Please count the lines in the entries below that contain the word "photo", and reply with only that number.

>> Begin Stored data

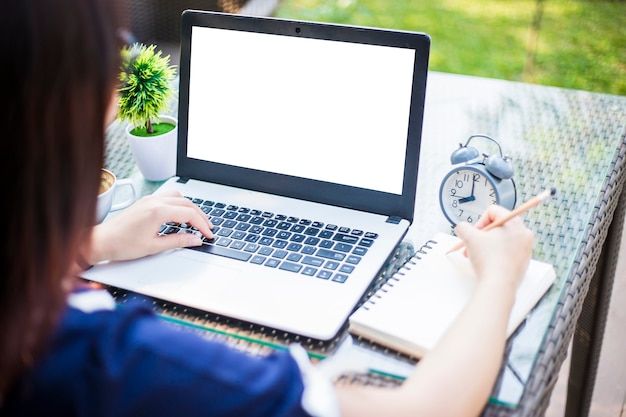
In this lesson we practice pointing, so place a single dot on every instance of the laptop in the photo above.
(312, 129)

>> End Stored data
>> Begin Stored data

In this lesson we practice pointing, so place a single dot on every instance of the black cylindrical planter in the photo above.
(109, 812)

>> End Stored data
>> Begin Stored data

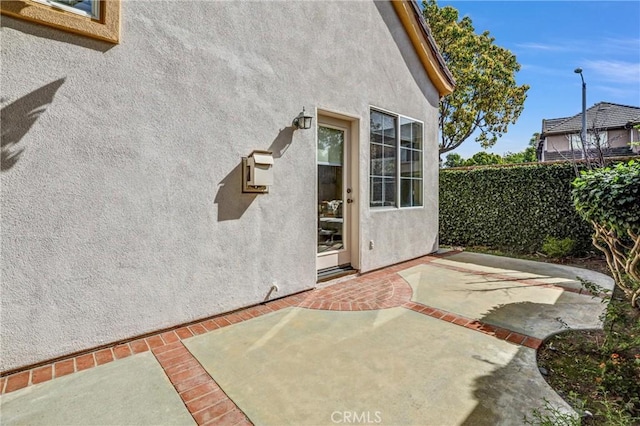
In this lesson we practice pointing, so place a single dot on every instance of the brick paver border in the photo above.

>> End Stored data

▶ Response to this task
3